Embora, como não poderia deixar de ser, o combate à longa e excruciante tragédia da pandemia de covid-19 deva polarizar a atenção, a reflexão e, sobretudo, a ação de todos que se sintam responsáveis como seres humanos, alguns temas, mesmo que não tenham igual urgência, não podem ser relegados ou adiados. Seja pela relevância social, econômica e humana, seja pela dimensão dos riscos, imediatos ou futuros, que encerram.
Sem dúvida, a escassez hídrica está entre tais temas, ainda que em regiões como a nossa e, especialmente, em estado tão rico em mananciais, como Mato Grosso do Sul, a abundância talvez oblitere a reflexão responsável sobre ser a água um recurso natural tão fundamental quanto finito.
Ainda que não haja, em horizonte previsível, risco de redução drástica de água potável em nossa região, a escassez hídrica não atinge apenas as reservas para consumo humano.
Consequência direta dos ciclos irregulares de chuva decorrentes dos desequilíbrios climáticos, essa escassez repercute de forma direta na geração de energia, nos processos industriais e na irrigação de lavouras, dentre outros.
A propósito, Centro-Oeste e Sudeste, regiões consideradas “caixas d’água” do Brasil por abrigarem rios que acionam hidrelétricas responsáveis por mais da metade da energia gerada no País, tiveram chuvas abaixo da média em todos os anos da última década. O efeito direto do fenômeno natural é o aumento nas tarifas de energia, que entre 2011 e 2020 foram majoradas em 74,3%.
Para grandes cidades, como São Paulo e região metropolitana, e Curitiba (o Sul tem enfrentado secas severas), a crise hídrica já não é, neste momento, uma ameaça futura, mas uma realidade que se evidencia na escassez de água potável suficiente para atender a demanda, impondo-se o racionamento rotativo.
Ainda há pouco, o Distrito Federal passou por um racionamento que durou quase dezoito meses. Eis um desafio muito mais grave e urgente que o risco de falta de energia.

● **Trecho dos dados**:
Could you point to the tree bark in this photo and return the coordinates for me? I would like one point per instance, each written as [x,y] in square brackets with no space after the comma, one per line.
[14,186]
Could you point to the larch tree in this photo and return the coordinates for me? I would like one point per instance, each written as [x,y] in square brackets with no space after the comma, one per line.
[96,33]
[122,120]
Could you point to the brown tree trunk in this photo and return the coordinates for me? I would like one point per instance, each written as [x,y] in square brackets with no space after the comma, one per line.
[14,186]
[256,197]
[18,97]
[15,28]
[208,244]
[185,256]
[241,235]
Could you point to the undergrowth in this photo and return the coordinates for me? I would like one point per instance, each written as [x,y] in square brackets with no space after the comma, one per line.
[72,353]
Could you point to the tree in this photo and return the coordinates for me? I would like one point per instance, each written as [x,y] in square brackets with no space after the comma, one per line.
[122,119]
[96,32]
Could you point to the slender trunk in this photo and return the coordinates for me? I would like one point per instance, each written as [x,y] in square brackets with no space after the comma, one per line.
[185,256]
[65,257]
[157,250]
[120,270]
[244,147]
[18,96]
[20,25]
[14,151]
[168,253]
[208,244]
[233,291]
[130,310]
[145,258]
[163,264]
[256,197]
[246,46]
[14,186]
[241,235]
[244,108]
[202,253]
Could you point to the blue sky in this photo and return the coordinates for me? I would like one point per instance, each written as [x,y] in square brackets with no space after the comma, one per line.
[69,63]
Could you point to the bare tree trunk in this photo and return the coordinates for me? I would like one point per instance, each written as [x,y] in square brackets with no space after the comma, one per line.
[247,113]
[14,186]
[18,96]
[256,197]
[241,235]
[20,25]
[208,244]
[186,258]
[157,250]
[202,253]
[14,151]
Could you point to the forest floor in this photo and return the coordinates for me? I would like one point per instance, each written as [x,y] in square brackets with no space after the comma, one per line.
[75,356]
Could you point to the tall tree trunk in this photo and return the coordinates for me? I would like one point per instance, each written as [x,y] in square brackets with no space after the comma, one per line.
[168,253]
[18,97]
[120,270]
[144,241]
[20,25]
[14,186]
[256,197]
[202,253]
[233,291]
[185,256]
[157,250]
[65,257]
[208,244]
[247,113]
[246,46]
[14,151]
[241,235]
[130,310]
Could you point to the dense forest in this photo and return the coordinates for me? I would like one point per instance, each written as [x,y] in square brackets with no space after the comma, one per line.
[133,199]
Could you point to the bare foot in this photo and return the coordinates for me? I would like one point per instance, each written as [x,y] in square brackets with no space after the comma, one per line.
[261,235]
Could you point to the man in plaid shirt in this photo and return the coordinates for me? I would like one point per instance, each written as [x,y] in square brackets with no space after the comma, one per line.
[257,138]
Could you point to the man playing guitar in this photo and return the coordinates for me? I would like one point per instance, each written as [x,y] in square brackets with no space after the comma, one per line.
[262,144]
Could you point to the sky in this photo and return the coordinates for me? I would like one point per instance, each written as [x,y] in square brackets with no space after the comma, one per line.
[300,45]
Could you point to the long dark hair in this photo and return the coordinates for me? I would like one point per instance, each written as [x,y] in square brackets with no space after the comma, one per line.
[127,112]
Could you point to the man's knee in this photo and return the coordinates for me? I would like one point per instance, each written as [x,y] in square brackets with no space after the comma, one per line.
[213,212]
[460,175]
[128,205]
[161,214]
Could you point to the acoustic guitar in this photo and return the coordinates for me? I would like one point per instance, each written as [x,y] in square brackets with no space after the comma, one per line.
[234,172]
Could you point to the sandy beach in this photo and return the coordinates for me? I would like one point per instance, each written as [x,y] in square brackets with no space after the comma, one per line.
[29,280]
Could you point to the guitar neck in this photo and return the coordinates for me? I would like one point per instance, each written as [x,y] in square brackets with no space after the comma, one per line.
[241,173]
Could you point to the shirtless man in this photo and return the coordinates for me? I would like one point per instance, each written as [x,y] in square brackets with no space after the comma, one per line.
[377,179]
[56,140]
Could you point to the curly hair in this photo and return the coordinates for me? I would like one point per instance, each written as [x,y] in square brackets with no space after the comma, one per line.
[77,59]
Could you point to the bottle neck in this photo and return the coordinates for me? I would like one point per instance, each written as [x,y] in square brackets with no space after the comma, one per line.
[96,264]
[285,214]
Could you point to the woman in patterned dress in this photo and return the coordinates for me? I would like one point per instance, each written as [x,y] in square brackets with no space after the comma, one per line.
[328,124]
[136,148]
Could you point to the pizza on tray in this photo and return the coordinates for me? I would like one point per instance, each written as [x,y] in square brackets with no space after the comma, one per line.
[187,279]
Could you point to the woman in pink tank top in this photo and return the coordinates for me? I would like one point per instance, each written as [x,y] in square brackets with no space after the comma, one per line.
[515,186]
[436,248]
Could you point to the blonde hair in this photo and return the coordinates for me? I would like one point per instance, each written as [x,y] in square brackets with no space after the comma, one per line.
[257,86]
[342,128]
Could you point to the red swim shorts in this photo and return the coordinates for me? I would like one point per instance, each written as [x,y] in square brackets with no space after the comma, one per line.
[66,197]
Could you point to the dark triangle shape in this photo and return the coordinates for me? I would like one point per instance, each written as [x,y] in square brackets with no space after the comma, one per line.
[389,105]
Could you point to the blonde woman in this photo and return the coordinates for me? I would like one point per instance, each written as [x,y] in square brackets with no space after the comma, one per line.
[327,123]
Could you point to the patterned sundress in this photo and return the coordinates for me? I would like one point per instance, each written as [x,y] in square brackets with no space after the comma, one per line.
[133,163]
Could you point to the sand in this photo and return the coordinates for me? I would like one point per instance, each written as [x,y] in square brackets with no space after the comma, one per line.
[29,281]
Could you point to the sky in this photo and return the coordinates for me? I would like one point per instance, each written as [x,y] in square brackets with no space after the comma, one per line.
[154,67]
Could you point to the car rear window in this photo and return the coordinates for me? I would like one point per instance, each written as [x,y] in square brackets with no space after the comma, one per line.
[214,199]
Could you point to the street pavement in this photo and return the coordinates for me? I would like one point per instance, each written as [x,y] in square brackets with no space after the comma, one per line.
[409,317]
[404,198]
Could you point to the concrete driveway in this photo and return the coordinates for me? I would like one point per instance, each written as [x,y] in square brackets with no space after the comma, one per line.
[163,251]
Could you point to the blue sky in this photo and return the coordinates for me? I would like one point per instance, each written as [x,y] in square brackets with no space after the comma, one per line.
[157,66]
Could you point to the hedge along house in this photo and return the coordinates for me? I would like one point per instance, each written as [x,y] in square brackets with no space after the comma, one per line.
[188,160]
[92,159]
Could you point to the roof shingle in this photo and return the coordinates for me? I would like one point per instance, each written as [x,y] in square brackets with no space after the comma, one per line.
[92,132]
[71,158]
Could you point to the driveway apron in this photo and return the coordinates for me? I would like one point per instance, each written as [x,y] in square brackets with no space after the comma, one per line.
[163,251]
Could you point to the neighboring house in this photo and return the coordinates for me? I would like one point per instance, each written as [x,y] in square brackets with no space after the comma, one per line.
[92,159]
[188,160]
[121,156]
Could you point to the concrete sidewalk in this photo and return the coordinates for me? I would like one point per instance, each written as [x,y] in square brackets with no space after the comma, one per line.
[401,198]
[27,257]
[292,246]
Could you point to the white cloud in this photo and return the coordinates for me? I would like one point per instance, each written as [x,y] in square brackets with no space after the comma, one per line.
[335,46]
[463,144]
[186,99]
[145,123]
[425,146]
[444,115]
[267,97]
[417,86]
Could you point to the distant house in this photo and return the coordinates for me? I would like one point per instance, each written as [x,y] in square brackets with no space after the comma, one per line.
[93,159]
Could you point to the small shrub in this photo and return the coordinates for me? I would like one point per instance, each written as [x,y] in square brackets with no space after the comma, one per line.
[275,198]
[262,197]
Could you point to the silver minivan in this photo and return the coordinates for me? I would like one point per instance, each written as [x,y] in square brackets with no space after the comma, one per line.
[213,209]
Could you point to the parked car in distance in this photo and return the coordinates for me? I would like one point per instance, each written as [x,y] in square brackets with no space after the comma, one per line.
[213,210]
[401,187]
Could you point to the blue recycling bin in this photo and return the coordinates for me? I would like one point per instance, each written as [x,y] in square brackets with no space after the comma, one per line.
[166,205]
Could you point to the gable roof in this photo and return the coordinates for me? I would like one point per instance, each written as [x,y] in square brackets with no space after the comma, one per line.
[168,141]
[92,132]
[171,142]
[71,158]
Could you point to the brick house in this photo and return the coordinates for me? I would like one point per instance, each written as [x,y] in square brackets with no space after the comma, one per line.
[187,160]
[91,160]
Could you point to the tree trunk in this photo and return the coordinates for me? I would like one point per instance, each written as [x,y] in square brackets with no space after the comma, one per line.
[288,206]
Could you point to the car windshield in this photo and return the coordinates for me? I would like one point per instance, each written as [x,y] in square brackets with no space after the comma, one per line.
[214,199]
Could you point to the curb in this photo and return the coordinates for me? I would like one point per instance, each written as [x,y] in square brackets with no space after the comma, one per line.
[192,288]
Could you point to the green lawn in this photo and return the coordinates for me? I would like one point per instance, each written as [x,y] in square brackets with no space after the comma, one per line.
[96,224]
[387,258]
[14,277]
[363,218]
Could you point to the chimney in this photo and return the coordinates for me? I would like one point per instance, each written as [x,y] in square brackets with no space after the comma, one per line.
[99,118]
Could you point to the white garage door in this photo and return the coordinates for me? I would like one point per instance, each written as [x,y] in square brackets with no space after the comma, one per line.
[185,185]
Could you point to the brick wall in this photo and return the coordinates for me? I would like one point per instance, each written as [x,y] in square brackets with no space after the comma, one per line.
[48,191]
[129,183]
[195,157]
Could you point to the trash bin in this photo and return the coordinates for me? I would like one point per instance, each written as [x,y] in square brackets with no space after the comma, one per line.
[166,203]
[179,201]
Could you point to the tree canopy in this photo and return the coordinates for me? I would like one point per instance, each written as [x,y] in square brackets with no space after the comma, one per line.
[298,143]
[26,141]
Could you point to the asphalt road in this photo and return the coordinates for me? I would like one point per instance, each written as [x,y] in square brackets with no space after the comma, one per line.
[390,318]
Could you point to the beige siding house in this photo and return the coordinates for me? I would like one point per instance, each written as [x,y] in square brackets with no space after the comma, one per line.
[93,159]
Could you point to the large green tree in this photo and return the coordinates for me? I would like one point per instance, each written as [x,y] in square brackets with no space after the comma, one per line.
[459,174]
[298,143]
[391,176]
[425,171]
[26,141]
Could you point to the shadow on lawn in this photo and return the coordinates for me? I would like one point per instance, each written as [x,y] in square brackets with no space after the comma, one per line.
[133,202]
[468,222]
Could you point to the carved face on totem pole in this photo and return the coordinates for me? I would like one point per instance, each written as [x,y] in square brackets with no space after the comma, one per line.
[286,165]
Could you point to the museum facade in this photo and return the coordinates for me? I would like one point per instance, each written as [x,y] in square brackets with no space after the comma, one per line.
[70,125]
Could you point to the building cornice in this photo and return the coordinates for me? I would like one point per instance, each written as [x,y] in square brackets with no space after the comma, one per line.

● **Atividades**:
1. No texto sobre a escassez hídrica, reescreva o trecho que começa com as palavras "Consequência direta dos" e termina com "majoradas em 74,3%.", trocando "tarifas" por "contas".
2. Segundo o texto sobre a escassez hídrica, de quanto foi o aumento nas tarifas de energia entre 2011 e 2020?

● **Respostas dos exercícios**:
1.
Consequência direta dos ciclos irregulares de chuva decorrentes dos desequilíbrios climáticos, essa escassez repercute de forma direta na geração de energia, nos processos industriais e na irrigação de lavouras, dentre outros.
A propósito, Centro-Oeste e Sudeste, regiões consideradas “caixas d’água” do Brasil por abrigarem rios que acionam hidrelétricas responsáveis por mais da metade da energia gerada no País, tiveram chuvas abaixo da média em todos os anos da última década. O efeito direto do fenômeno natural é o aumento nas contas de energia, que entre 2011 e 2020 foram majoradas em 74,3%.

2. 74,3%.